#### What the task requires:
Exact copies of the lines from the line containing "Show every ferris wheel in" through the last line of the entries below are the whole answer.

(Entries taken from a collection)

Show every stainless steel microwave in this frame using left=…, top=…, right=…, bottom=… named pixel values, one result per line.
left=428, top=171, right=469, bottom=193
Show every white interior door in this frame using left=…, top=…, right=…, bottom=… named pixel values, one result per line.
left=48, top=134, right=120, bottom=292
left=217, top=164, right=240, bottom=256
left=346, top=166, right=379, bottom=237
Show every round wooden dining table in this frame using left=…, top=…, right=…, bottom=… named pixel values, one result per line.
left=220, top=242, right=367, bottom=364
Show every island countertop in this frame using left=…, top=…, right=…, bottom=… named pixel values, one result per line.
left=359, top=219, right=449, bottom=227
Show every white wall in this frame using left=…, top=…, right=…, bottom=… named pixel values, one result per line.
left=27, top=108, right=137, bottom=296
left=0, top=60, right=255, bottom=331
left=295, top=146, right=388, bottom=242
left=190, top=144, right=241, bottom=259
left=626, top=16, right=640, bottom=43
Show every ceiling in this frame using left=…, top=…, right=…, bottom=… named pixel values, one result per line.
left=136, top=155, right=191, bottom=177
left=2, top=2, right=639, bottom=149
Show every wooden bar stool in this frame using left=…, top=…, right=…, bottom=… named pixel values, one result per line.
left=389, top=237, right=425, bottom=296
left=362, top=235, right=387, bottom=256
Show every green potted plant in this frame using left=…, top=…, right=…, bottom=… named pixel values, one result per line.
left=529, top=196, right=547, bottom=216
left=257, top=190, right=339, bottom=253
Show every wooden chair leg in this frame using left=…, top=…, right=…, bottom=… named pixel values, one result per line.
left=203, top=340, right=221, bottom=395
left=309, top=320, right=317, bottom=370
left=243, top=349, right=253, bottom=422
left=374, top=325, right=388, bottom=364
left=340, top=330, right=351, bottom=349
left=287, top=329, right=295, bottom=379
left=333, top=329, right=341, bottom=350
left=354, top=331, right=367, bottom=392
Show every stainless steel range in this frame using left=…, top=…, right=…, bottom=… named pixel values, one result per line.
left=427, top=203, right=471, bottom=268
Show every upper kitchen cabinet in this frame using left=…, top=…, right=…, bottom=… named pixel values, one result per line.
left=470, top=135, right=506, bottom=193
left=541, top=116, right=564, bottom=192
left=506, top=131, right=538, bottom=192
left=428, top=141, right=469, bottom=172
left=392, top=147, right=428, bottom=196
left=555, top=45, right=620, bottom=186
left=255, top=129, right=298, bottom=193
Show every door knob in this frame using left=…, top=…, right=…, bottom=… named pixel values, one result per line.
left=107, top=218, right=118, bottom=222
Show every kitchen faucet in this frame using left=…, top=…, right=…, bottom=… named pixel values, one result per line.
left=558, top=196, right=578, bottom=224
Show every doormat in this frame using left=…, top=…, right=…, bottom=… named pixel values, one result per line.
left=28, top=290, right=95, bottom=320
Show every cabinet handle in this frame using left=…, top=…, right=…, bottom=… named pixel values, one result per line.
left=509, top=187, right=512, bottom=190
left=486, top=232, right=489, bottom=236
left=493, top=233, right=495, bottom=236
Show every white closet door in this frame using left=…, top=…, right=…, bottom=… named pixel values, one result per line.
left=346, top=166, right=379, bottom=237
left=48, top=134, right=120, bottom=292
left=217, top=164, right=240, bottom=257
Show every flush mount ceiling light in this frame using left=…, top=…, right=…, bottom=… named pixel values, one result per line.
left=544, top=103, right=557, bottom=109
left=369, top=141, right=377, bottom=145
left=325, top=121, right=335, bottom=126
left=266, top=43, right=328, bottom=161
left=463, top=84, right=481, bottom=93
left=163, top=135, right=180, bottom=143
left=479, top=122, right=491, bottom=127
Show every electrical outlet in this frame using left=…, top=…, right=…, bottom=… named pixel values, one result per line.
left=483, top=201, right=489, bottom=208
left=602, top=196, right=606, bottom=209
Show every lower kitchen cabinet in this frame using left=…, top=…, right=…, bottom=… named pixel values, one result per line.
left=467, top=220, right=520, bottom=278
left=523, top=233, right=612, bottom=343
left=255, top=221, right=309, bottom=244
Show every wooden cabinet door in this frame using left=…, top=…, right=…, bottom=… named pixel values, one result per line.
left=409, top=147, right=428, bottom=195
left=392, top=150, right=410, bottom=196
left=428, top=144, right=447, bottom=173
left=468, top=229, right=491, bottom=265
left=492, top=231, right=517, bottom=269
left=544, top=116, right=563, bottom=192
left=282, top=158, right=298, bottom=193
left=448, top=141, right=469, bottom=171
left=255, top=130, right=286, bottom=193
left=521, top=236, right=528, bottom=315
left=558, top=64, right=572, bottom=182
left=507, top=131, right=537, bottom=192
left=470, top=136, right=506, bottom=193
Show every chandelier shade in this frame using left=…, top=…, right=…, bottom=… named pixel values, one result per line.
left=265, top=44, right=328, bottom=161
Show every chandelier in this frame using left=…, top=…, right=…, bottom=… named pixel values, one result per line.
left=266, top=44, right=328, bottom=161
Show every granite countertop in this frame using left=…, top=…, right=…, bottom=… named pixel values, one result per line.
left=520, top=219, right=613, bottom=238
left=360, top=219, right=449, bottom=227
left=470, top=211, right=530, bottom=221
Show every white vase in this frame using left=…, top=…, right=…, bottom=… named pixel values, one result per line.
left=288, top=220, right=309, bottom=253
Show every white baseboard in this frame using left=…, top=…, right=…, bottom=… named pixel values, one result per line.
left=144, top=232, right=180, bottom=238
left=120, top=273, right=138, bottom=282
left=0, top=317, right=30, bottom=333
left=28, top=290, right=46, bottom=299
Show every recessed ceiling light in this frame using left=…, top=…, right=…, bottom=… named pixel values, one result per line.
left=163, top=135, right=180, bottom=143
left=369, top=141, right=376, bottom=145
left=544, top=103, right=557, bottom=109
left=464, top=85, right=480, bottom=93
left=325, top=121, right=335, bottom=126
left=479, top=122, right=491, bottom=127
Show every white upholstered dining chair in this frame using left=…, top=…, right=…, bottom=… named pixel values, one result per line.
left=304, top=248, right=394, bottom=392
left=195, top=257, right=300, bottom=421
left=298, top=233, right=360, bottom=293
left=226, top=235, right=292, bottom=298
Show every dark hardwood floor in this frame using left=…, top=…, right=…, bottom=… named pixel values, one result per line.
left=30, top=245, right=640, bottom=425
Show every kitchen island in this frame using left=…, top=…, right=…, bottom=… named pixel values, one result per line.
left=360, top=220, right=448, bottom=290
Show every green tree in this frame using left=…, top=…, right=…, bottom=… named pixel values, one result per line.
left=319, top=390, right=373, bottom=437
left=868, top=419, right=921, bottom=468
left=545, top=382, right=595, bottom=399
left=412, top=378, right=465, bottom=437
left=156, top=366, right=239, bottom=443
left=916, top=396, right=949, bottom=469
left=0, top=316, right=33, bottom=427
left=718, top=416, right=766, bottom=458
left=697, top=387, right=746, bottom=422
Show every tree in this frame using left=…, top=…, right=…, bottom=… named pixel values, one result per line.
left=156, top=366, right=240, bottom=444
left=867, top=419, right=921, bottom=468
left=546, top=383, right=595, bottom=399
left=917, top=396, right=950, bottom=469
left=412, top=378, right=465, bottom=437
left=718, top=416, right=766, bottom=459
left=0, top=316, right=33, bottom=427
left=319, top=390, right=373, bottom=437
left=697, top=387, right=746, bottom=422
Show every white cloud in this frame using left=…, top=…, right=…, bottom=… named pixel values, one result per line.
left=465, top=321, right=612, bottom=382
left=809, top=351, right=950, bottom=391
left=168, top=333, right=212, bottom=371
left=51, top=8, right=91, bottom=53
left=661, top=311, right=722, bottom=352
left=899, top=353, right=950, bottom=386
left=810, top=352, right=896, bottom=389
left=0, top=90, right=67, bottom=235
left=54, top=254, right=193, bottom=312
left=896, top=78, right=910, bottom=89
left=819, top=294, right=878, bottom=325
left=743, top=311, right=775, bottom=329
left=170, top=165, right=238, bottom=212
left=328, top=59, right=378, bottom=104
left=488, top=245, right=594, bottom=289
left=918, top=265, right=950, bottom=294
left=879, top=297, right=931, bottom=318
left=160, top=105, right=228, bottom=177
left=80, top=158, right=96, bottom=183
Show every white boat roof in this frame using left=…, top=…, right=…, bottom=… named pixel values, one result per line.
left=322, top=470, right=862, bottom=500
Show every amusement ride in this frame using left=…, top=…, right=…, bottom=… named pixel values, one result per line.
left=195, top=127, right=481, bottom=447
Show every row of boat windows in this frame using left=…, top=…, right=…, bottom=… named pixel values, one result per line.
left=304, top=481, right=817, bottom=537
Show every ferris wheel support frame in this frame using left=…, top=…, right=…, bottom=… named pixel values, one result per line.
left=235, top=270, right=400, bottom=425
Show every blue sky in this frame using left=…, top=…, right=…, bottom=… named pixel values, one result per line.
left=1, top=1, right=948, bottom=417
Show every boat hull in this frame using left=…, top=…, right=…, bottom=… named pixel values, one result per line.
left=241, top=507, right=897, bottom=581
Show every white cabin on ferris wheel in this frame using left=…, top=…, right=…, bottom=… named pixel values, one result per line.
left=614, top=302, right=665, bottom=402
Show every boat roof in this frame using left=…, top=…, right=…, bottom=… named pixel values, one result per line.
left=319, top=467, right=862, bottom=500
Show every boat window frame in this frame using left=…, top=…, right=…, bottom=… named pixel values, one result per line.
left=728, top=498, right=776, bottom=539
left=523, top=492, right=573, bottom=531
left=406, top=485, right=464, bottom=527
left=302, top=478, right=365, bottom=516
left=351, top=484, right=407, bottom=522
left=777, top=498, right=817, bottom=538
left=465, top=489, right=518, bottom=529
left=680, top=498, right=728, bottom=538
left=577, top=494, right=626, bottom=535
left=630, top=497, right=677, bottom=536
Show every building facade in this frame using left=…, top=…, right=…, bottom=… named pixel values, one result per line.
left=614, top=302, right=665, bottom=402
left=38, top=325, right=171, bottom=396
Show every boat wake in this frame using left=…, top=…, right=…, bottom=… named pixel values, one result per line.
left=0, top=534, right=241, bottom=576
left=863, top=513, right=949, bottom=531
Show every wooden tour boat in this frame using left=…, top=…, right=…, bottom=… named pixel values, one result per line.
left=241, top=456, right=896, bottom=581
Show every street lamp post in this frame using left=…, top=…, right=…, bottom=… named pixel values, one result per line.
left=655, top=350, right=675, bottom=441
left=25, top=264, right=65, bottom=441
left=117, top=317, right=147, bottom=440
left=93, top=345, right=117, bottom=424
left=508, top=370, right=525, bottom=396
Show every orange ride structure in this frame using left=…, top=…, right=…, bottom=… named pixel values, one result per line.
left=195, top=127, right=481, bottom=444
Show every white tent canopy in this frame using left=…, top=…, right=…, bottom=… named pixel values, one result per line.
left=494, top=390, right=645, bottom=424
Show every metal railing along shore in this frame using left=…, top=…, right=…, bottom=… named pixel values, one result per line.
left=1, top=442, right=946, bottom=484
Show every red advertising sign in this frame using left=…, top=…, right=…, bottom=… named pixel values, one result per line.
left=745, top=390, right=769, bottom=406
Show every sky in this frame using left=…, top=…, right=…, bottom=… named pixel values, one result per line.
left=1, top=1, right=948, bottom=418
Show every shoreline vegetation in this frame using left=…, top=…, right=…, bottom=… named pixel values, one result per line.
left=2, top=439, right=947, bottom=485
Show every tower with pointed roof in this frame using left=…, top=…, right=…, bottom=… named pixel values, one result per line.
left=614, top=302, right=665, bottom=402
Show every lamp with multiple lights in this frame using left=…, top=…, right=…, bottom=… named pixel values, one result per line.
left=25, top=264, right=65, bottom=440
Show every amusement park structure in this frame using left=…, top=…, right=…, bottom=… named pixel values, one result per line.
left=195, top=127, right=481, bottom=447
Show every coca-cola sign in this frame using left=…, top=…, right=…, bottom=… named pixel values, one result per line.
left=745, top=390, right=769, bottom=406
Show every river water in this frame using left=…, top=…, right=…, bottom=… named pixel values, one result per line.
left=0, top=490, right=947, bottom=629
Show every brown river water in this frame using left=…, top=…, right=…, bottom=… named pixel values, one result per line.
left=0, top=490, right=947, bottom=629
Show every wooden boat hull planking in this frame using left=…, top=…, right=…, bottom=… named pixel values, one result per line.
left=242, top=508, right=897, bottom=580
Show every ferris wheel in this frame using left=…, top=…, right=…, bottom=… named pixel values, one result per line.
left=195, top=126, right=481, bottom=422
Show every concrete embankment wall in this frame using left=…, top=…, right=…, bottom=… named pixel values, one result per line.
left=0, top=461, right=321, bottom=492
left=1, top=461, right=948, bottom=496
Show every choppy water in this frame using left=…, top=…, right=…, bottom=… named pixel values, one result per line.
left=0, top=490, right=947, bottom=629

#### Task output:
Show every ferris wheel in this frame using left=…, top=…, right=…, bottom=… named pixel values, one result per line.
left=195, top=126, right=481, bottom=422
Show every concrete embankment wall in this frame using left=…, top=…, right=…, bottom=… named pixel values, one result per line.
left=0, top=461, right=321, bottom=492
left=1, top=461, right=948, bottom=496
Show every choppy water in this frame using left=…, top=…, right=…, bottom=… named pixel values, one result per line.
left=0, top=490, right=947, bottom=629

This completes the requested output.